◆ **JOB**
Rewrite everything from the start of the items down through the line containing "positive clicks: (231, 159)" as a numbered list, leaving out any blank lines.
(RECORDED DATA begins)
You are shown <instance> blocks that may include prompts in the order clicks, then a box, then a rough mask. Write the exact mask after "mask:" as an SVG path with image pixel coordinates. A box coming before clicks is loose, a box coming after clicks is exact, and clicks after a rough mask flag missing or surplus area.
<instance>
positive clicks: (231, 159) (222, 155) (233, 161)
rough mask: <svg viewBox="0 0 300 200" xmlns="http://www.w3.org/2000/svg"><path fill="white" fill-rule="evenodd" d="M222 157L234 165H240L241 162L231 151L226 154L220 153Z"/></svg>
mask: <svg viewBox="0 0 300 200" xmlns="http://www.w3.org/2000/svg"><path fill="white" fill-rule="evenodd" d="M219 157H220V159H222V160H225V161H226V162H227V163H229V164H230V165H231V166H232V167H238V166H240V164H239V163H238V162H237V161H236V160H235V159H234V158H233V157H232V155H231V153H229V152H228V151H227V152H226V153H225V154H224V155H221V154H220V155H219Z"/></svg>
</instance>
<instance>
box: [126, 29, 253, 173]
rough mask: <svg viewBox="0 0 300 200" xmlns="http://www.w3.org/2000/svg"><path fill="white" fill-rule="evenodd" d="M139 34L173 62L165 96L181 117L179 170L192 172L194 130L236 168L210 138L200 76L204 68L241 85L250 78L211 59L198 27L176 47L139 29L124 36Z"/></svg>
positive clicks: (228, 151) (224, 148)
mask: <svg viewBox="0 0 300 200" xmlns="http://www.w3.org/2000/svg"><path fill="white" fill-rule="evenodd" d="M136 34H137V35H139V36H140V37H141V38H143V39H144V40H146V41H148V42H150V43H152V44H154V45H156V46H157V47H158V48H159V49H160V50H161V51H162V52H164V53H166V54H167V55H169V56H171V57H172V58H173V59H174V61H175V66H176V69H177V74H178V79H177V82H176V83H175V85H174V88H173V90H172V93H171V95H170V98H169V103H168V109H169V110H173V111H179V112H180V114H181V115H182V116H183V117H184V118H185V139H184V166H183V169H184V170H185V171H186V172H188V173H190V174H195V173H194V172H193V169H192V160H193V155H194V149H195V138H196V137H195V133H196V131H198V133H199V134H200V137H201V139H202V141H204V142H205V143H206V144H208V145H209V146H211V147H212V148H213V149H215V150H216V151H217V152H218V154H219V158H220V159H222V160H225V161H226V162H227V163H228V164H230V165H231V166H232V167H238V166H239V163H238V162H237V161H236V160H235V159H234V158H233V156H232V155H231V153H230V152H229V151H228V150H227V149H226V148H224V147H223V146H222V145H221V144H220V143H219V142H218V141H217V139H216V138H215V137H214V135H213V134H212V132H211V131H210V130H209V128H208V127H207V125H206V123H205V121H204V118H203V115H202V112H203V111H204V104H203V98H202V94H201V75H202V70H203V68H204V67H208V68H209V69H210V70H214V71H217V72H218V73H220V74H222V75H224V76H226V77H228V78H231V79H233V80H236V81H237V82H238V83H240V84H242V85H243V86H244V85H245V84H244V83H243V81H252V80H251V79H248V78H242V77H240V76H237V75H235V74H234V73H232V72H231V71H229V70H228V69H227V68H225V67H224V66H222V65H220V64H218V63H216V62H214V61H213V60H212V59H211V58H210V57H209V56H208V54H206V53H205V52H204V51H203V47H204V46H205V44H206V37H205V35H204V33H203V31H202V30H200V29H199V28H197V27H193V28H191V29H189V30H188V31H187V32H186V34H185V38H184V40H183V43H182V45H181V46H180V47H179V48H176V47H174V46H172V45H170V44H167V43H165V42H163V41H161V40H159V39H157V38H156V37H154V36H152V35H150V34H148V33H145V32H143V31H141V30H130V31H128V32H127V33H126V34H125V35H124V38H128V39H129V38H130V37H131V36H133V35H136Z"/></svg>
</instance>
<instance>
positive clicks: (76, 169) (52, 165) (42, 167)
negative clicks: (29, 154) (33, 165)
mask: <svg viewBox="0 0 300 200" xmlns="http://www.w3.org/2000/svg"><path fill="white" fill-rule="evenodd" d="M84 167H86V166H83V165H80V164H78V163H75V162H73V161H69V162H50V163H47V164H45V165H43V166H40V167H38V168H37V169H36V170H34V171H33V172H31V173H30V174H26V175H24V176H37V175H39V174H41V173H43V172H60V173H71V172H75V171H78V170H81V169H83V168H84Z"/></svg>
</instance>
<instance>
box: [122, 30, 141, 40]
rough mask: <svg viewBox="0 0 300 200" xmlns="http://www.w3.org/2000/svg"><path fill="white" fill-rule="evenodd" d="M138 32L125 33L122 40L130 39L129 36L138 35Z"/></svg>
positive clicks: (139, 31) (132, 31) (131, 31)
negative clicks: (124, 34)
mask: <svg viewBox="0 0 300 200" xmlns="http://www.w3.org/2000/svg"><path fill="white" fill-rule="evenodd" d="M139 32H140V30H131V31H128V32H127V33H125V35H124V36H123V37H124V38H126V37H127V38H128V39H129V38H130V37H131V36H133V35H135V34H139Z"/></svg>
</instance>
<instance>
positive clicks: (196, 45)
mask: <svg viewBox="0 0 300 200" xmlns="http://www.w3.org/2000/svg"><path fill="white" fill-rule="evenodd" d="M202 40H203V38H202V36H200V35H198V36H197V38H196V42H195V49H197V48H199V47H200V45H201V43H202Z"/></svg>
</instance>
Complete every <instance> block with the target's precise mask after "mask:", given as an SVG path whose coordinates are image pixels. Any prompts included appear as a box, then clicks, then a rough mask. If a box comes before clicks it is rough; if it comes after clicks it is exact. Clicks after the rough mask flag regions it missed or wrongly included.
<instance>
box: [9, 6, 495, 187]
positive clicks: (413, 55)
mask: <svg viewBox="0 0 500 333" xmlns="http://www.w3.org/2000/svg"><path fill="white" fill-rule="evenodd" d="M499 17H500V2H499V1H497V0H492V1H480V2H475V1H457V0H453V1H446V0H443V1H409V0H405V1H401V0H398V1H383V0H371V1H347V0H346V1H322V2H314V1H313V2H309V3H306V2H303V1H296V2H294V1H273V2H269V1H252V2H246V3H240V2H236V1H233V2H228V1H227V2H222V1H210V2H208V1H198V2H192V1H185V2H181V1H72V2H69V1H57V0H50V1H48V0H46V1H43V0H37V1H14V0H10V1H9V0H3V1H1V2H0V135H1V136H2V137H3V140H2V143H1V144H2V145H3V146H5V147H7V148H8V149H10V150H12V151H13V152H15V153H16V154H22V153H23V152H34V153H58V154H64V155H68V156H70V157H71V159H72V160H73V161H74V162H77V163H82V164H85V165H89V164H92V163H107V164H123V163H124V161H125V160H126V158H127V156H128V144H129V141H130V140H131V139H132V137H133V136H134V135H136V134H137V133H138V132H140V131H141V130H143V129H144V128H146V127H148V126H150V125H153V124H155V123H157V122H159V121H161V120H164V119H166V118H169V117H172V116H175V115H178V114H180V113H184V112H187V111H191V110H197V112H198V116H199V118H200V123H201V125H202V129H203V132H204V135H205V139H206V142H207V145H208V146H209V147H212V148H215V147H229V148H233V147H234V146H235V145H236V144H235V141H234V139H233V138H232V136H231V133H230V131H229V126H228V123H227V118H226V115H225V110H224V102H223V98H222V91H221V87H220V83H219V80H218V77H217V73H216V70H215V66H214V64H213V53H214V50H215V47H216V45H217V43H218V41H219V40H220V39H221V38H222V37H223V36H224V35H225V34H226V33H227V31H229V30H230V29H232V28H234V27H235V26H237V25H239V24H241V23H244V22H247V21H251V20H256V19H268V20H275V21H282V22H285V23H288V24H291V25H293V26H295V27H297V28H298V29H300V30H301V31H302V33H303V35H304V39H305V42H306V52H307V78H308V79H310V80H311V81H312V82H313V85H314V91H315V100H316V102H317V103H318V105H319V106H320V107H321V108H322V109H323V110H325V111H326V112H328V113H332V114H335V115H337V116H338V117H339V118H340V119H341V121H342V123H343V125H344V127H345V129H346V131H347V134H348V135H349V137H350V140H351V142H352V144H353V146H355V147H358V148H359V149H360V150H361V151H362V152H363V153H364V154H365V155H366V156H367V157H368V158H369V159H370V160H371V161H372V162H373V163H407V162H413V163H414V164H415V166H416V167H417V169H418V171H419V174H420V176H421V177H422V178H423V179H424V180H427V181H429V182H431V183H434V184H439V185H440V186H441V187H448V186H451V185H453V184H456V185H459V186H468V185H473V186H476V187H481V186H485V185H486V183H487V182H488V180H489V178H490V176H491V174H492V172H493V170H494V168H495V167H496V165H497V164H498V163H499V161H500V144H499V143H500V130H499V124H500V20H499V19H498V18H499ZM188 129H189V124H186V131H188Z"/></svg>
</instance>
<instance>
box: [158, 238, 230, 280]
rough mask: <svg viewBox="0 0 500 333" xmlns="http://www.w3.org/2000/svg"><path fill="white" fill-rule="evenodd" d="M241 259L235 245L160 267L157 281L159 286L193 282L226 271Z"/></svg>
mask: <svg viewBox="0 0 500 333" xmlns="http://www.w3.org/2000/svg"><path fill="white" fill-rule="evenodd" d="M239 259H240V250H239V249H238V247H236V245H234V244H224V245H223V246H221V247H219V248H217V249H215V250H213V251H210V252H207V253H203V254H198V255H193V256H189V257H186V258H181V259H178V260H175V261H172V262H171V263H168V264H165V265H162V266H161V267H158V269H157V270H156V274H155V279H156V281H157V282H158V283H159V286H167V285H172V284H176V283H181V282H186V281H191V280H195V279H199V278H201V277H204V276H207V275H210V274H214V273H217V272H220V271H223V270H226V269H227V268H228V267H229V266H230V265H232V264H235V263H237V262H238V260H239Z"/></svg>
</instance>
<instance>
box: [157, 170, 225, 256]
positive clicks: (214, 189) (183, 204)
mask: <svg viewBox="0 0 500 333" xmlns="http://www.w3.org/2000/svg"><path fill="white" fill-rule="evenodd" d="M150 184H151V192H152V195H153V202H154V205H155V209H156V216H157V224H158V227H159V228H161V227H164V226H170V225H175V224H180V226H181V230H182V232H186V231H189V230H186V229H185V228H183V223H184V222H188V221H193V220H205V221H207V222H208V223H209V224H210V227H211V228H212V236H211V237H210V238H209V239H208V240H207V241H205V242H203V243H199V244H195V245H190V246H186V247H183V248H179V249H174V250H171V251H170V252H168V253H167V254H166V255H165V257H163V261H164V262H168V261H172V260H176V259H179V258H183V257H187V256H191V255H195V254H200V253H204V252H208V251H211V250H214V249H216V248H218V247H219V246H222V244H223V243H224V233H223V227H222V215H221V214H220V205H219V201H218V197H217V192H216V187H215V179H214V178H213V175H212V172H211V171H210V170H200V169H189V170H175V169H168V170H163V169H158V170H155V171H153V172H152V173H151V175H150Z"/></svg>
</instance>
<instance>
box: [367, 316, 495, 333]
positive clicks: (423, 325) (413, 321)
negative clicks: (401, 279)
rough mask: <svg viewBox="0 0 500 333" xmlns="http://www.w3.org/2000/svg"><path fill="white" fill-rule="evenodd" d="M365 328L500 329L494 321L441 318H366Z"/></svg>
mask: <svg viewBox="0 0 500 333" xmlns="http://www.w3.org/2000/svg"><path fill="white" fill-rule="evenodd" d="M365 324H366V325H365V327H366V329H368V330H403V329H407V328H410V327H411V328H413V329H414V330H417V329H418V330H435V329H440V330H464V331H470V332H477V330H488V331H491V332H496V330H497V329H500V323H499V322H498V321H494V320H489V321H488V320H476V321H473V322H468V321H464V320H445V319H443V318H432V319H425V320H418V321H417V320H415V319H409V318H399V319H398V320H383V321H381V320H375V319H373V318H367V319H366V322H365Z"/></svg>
(RECORDED DATA ends)
◆ **FINISHED TASK**
1. You are shown <instance> blocks that may include prompts in the order clicks, then a box, then a rough mask. Write the exact mask after "mask:" as an SVG path with image pixel coordinates. A box coming before clicks is loose, a box coming after clicks is exact, and clicks after a rough mask flag missing or surplus area.
2. <instance>
3. positive clicks: (231, 159) (222, 155) (233, 161)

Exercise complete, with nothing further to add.